[Recorded data]
↓↓↓
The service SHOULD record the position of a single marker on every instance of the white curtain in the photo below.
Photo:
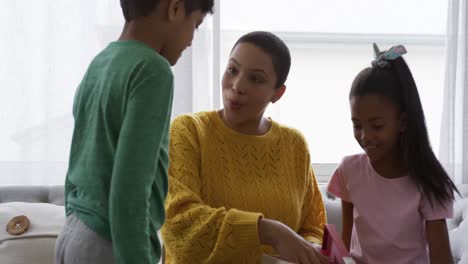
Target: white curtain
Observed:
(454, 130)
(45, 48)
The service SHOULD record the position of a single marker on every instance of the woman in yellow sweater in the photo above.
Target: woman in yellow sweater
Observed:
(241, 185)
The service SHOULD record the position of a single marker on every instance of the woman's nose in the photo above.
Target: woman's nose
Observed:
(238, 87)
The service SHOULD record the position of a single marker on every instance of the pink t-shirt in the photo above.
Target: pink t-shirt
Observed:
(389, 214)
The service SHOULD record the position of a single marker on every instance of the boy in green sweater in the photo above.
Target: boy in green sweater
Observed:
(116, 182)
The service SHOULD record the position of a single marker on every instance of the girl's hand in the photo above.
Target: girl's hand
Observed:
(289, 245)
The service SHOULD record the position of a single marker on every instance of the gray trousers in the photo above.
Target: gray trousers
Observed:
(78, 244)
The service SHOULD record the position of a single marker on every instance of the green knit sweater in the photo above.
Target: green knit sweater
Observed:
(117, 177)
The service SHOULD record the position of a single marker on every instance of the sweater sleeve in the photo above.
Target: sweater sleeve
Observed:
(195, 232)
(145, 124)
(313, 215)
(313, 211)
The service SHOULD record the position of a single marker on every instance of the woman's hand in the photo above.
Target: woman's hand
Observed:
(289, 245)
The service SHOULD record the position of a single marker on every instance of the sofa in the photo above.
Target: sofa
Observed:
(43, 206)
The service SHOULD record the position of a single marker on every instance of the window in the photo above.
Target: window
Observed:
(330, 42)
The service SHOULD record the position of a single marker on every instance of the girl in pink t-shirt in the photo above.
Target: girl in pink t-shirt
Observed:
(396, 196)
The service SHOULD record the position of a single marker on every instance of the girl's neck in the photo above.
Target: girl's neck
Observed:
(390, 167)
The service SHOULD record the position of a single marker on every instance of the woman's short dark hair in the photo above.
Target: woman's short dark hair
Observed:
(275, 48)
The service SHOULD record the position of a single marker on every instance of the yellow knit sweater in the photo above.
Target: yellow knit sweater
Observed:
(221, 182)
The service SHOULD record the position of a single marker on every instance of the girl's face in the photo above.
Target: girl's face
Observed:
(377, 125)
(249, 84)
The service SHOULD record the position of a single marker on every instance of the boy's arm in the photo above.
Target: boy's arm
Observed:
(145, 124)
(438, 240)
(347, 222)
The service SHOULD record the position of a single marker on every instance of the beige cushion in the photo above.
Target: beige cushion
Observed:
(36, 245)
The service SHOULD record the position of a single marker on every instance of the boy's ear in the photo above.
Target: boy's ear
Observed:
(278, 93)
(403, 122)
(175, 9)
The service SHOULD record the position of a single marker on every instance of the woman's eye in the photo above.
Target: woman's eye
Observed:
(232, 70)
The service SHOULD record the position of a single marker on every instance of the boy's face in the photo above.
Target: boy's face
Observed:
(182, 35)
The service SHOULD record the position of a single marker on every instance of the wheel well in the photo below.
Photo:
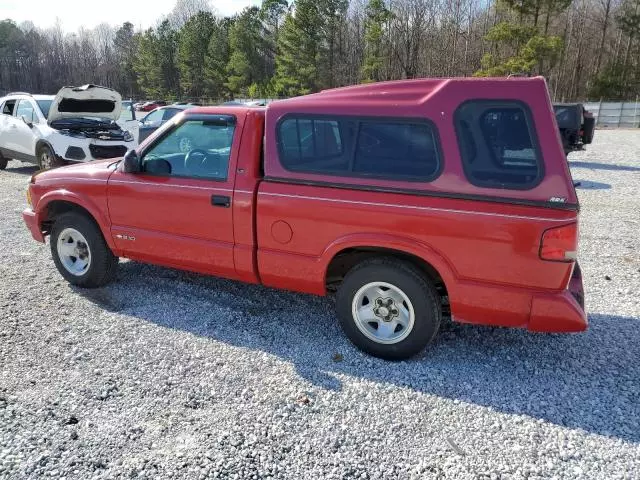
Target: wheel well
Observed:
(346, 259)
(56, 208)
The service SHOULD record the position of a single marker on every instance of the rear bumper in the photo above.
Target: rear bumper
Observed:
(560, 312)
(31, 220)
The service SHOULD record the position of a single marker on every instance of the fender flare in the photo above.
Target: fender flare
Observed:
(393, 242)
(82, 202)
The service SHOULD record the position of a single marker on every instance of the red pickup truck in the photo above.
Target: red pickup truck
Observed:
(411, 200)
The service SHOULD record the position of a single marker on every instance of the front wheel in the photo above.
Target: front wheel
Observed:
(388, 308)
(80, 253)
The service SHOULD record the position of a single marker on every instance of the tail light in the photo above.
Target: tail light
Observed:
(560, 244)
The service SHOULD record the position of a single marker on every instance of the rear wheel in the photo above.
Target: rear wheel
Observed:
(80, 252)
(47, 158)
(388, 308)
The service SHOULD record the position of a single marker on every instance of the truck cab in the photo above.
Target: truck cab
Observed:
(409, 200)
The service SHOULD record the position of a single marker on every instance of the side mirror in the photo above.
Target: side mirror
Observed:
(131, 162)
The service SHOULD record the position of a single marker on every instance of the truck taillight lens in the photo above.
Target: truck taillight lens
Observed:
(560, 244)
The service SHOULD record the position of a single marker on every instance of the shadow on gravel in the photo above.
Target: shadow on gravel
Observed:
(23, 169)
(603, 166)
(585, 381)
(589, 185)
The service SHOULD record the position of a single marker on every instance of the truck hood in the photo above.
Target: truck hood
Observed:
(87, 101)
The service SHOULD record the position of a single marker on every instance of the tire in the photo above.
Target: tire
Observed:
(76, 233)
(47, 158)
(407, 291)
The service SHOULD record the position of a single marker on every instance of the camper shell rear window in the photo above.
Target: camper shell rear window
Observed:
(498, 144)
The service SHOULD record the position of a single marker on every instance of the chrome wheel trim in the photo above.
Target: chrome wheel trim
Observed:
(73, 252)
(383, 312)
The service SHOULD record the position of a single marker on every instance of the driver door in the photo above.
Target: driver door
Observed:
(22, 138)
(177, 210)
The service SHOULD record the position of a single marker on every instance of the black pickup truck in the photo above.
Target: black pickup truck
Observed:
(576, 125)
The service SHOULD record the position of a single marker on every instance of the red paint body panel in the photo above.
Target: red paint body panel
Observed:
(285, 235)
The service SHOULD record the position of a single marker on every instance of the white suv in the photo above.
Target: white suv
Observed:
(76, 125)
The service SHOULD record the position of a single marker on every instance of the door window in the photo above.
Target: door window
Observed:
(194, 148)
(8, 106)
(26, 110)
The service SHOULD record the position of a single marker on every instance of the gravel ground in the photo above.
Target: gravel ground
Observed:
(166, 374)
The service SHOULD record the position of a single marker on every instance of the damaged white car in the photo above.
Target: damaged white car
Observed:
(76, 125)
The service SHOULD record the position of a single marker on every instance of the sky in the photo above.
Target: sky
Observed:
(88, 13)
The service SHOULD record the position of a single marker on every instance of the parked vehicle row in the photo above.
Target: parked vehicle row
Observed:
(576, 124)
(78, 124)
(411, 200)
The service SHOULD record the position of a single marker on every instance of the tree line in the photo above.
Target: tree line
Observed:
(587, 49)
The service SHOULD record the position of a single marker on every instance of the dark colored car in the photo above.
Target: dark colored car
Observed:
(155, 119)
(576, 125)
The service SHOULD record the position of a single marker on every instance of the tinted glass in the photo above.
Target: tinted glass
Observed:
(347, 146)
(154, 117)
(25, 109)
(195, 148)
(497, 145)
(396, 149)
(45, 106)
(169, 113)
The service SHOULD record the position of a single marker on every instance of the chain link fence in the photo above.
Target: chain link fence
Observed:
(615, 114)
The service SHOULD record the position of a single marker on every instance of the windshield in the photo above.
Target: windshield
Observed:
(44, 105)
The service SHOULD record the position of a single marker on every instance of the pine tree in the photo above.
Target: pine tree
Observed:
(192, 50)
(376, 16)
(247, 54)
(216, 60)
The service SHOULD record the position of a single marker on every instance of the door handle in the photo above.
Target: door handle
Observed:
↑↑↑
Please report the number of lines in the data that include the word "shadow", and add no other text.

2